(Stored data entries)
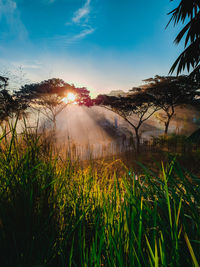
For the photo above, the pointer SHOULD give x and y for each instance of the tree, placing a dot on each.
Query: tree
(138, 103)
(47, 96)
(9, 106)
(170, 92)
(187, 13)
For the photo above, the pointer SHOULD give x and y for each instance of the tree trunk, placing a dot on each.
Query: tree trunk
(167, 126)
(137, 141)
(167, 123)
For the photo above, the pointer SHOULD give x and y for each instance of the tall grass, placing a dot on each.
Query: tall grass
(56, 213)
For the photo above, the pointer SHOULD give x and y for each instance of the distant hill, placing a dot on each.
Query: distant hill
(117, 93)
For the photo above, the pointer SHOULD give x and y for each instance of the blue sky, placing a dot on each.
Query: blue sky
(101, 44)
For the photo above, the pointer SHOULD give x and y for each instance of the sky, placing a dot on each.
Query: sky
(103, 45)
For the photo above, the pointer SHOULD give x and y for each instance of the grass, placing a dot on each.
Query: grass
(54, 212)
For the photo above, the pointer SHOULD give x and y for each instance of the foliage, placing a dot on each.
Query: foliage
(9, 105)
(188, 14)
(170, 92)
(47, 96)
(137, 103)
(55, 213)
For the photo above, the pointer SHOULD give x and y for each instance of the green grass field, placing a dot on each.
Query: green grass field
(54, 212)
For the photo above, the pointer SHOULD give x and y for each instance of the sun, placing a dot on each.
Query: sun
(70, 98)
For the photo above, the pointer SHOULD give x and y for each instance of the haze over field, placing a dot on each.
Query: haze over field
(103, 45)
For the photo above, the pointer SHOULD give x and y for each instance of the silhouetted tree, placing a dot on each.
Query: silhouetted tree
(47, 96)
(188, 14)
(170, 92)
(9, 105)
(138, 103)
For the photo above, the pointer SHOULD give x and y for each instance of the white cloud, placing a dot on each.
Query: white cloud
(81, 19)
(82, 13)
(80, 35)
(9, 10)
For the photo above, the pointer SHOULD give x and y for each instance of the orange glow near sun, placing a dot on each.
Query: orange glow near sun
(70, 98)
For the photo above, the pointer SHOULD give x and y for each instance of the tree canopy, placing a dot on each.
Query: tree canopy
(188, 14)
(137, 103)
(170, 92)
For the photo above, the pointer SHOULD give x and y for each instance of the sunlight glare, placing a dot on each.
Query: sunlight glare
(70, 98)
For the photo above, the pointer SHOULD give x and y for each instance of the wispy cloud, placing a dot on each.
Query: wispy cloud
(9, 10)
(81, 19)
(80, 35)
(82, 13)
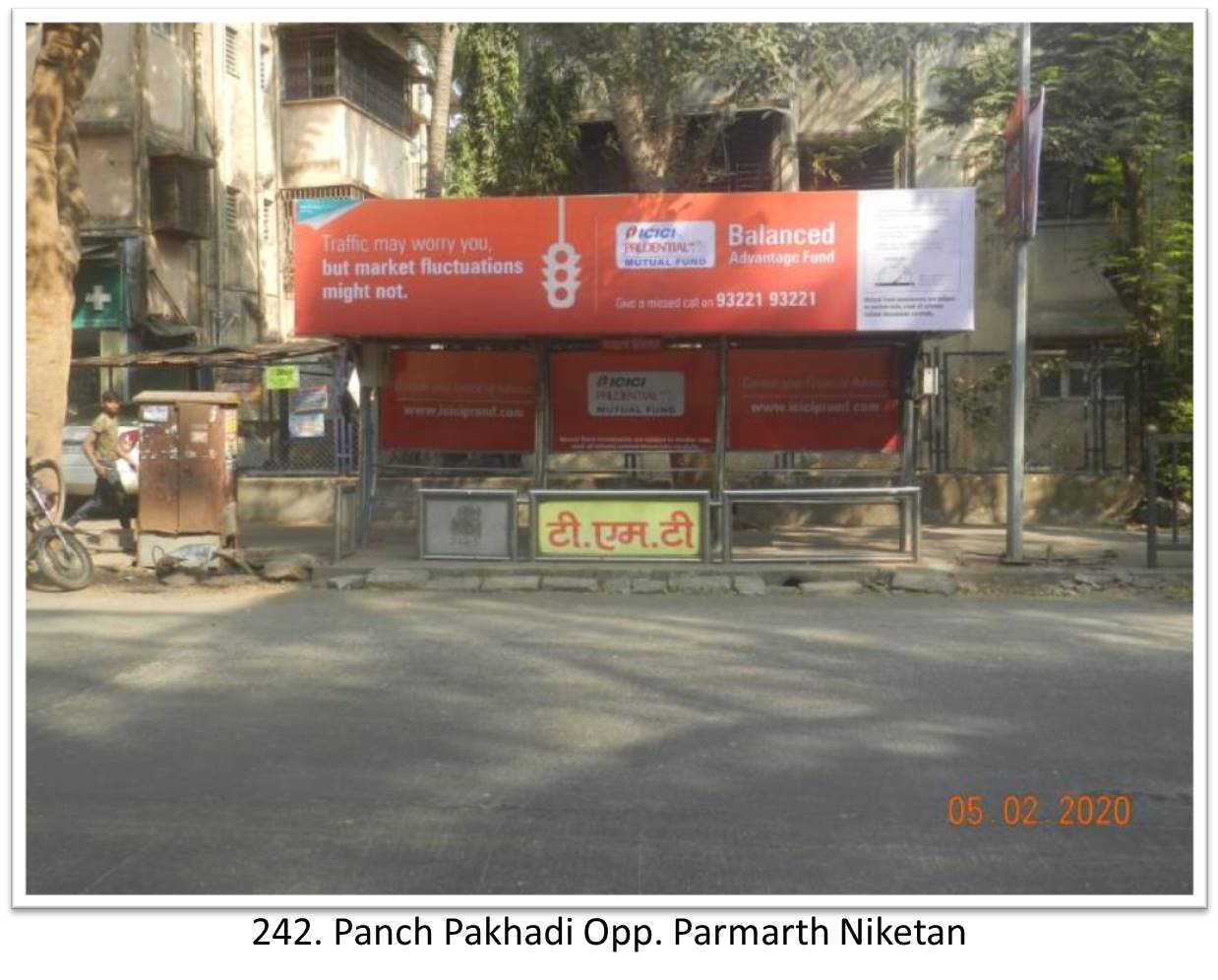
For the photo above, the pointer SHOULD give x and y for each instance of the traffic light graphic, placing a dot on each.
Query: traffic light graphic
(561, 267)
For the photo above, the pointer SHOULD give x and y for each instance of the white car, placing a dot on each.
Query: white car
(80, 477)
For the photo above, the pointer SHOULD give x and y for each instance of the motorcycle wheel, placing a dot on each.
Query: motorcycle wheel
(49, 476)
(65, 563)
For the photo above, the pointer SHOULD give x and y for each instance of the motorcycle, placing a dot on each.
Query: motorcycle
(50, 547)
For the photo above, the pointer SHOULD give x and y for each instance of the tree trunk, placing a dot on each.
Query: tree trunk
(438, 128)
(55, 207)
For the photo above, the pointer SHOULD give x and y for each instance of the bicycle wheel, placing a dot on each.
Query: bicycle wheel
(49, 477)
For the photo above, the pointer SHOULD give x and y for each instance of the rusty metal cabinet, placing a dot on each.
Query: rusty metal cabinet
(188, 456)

| ACTIVITY |
The pictures stay out; copy the rest of the data word for word.

| FINISHED EXERCISE |
For the photo above, the pointer SHOULD give x and y for each instance of the tree, placing a dot on each.
Query: tree
(138, 103)
(47, 96)
(9, 106)
(170, 92)
(187, 13)
For the photo above, the pointer SHOULD give x and y for each instance of the tree trunk, placing a dot on each.
Query: tree trunk
(167, 126)
(137, 141)
(167, 123)
For the photo above, the pointer SHOULD give x and y for each instance of the tall grass, placing a dot on each.
Query: tall grass
(56, 213)
For the photo above, the pointer SHOULD give x and y for each instance of the distant hill, placing a dot on each.
Query: distant hill
(117, 93)
For the photo above, the pointer SHOULD give x and y for each instance of the blue sky, placing a dot on each.
Query: blue sky
(101, 44)
For the photo above, the pointer SHOULD give x and y for each instance of the sky, placing a dot on each.
Query: sky
(103, 45)
For the photo above, the pointer SHOULD give x and y for each instance of the grass, placing a dot on each.
Query: grass
(54, 212)
For the photo above, the pointer SHOULD give x and y for each instance of the foliage, placing a dot on each.
Query: foliage
(9, 105)
(188, 14)
(170, 92)
(47, 96)
(137, 103)
(55, 213)
For the photo above, the pointer SHOULD give x and y for each instance of the green grass field, placing a dot on each.
Query: green grass field
(54, 212)
For the photo above, the pointer SHOULD give x and y for each instance of the sun, placing a dot on each.
Query: sun
(70, 98)
For the photo above, the pointer SHOULD give x and y for each instance of the haze over field, placing a dot on each.
Query: haze over field
(103, 45)
For the photo above, the pointer SHOULD give x and y for each instance of the silhouetted tree, placing a dot on each.
Query: silhouetted tree
(47, 96)
(188, 14)
(170, 92)
(9, 105)
(138, 103)
For the photo above, the pointer SHOULD give x and y for each instance of the white cloud, placing a dot on each.
Query: white cloud
(81, 19)
(82, 13)
(80, 35)
(9, 10)
For the photo above, the pointer SHOULD give x and y for each instance of the orange glow near sun, placing a dot on each.
Query: orange glow near sun
(70, 98)
For the photo above, the pointer SHOULD give x and y for each instance of the tree canopy, placing a dot on each.
Query: tree canopy
(188, 14)
(137, 103)
(170, 92)
For the photo above, the pointer SHOULD give x and y for each instance of the sunlight glare, placing a dot on each.
Query: sunlight glare
(70, 98)
For the photo above, the pointer SHOULD give x and y for each instance of the wispy cloud, placing a dot on each.
Query: wispy cloud
(9, 10)
(81, 19)
(80, 35)
(82, 13)
For the photo above, the pointer SHOULD give x and y for each instance of the traffic light graphic, placing a dot on each.
Query: traffic light graphic
(561, 267)
For the photo above, the pointer SHOULD give x and y for each instance of the white car, placing a dot on each.
Query: white car
(80, 477)
For the photo above, the pointer SHOULD give x and y for each instance of the motorcycle wheel, placing a dot on each.
Query: motorcycle wheel
(49, 476)
(65, 563)
For the photo above, the pointer SHOULD give x and y for each instance of the motorcycle, placing a dot on each.
Query: motorcycle
(50, 547)
For the photo above, the pointer SHOULD give x and y for each instance of the tree trunk, placing a dot on each.
Query: tree trunk
(438, 128)
(55, 207)
For the photo above, the pointer SHOULD give x and y for each instance of the bicycle wheel, placing a dot on each.
Query: bicycle wheel
(49, 477)
For the photo above, the pointer SHOULD give x and y for each instance of the rusty metal cabinet, placing a dot on each.
Query: rusty metal cabinet
(188, 456)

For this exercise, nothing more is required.